NYSMTP Statewide Livestream Mini-Course: The Ecology of Fresh Water Systems From a Biogeochemical Perspective

NOTE If you are submitting an RSVP on or after 09/08/17 at 3pm: After you submit your RSVP, please also email us at masterteacherprogram@suny.edu to ensure that you receive mini-course documents and updates.

HOST CAMPUS: SUNY New Paltz
Dates: Wednesday's, September 13, 20 and 27, 5:30pm-7:30pm
Associate Professor: Dr. David Richardson,Department of Biology, SUNY New Paltz

Dr. Richardson's bio at this link: https://faculty.newpaltz.edu/davidrichardson/index.php/bio/

Dr. David Richardson, conducts research on freshwater ecosystems that combines biology, chemistry and geology – biogeochemistry. He is a member of an international team - the Global Lake Ecological Observatory Network (GLEON/http://www.gleon.org/) – that assembles and shares water-related research from data collectors in the Northeast and around the world.

This type of work results in very large data sets – measurements on many parameters over many time elements – so among his research interests is the development of methods of treating “big data.” As he has stated “The sensors pick up everything from weather data, like wind speed, air temperature and humidity, to below-lake data like water temperature at different depths, pH levels and the amount of chlorophyll in the water,” said Richardson. “And all of these are recorded every ten minutes, 24 hours a day, 365 days a year.”

• What to work on
A: Condense the paragraph of the mini-course announcement that begins "Dr. David Richardson, conducts research" into a short bulleted list that keeps its main facts.
B: Write the next part of the mini-course announcement, picking up after its final sentence.
The items are taken from a separate source and have no connection to the mini-course announcement.

• Given entries

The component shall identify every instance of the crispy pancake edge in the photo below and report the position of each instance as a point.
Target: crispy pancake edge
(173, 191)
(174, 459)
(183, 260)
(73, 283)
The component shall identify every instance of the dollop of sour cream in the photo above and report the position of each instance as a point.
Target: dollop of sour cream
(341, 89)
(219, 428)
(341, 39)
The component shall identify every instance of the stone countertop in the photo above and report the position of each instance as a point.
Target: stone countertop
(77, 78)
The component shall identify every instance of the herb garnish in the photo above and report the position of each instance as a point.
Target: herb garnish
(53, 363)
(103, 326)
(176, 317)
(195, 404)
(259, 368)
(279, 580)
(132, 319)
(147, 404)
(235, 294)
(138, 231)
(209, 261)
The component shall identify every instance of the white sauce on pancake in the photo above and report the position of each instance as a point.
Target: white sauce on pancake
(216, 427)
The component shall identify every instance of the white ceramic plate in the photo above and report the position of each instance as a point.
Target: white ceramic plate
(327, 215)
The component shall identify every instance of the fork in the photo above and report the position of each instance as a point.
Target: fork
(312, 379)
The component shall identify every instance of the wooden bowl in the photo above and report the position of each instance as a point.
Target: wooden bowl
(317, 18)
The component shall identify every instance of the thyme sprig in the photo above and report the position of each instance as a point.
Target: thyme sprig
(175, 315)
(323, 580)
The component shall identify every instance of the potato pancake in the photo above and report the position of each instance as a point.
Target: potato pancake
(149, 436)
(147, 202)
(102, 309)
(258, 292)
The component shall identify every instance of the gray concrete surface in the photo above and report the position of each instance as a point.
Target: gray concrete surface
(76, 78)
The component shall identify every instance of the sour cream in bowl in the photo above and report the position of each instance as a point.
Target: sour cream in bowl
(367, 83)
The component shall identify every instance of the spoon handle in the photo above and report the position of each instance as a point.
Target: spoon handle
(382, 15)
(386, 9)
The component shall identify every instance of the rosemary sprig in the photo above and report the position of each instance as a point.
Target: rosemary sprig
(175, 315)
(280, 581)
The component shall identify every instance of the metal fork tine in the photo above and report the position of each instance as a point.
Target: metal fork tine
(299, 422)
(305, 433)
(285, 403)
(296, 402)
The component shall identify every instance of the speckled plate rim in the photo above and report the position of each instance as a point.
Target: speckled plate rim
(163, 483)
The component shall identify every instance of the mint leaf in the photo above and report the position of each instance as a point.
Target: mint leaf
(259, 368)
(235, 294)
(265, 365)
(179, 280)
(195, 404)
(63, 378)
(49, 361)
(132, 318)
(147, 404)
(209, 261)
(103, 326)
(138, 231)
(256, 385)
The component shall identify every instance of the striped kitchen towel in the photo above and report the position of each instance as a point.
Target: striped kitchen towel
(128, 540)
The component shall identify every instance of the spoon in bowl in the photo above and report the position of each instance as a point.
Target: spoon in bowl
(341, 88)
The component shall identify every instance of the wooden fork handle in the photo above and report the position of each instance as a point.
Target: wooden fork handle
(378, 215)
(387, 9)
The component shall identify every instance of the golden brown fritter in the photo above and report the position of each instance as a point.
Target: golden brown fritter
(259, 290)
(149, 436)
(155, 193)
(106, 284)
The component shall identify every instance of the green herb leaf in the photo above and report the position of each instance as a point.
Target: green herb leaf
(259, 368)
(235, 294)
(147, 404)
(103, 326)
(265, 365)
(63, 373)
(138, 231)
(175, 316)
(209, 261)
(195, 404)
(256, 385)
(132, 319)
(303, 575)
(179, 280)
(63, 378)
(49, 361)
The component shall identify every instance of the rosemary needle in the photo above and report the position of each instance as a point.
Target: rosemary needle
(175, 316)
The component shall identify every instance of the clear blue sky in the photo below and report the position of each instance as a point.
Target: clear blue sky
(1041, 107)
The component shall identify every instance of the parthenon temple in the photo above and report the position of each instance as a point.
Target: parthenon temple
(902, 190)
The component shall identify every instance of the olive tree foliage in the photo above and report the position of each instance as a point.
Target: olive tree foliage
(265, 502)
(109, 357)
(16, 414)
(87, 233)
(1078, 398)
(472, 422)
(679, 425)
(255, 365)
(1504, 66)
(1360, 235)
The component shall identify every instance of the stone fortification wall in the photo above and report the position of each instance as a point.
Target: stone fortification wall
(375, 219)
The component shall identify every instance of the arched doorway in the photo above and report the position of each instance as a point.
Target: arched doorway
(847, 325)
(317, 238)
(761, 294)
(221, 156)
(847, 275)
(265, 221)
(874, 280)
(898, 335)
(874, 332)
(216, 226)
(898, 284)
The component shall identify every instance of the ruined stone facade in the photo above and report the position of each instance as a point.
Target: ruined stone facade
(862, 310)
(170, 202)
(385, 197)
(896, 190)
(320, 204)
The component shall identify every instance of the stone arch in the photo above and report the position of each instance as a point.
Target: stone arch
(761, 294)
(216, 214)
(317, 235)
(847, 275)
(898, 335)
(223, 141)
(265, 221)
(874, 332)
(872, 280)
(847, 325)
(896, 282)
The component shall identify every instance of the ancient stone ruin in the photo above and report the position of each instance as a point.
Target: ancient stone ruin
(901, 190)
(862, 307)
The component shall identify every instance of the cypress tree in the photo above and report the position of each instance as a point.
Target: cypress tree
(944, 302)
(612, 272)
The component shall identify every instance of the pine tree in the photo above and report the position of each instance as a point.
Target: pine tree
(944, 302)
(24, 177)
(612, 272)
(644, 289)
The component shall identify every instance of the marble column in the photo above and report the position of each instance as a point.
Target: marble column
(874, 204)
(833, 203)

• Your written answers
A:
- Dr. David Richardson studies freshwater ecosystems through biogeochemistry, which combines biology, chemistry and geology.
- He is a member of the Global Lake Ecological Observatory Network (GLEON), an international team.
- GLEON assembles and shares water-related research from data collectors in the Northeast and around the world.

B:
In this mini-course, Professor Richardson will provide background and useful sources for teachers on the biogeochemistry of freshwater systems with a focus on high-frequency and long-term datasets. “Big data is a constant topic in contemporary science,” Richardson said. “Our students, especially those in environmental science, are going to need to develop skills working with lots of data, which will equip them for careers in the changing scientific landscape.” Professor Richardson will discuss environmental topics such as environmental sensors, the interplay of physics, biology, and chemistry of lakes, biogeochemistry of aquatic ecosystems, and microbial function and distribution.

*This mini-course is suitable for all science teachers, but will particularly appeal to those who teach, biology, chemistry or earth science.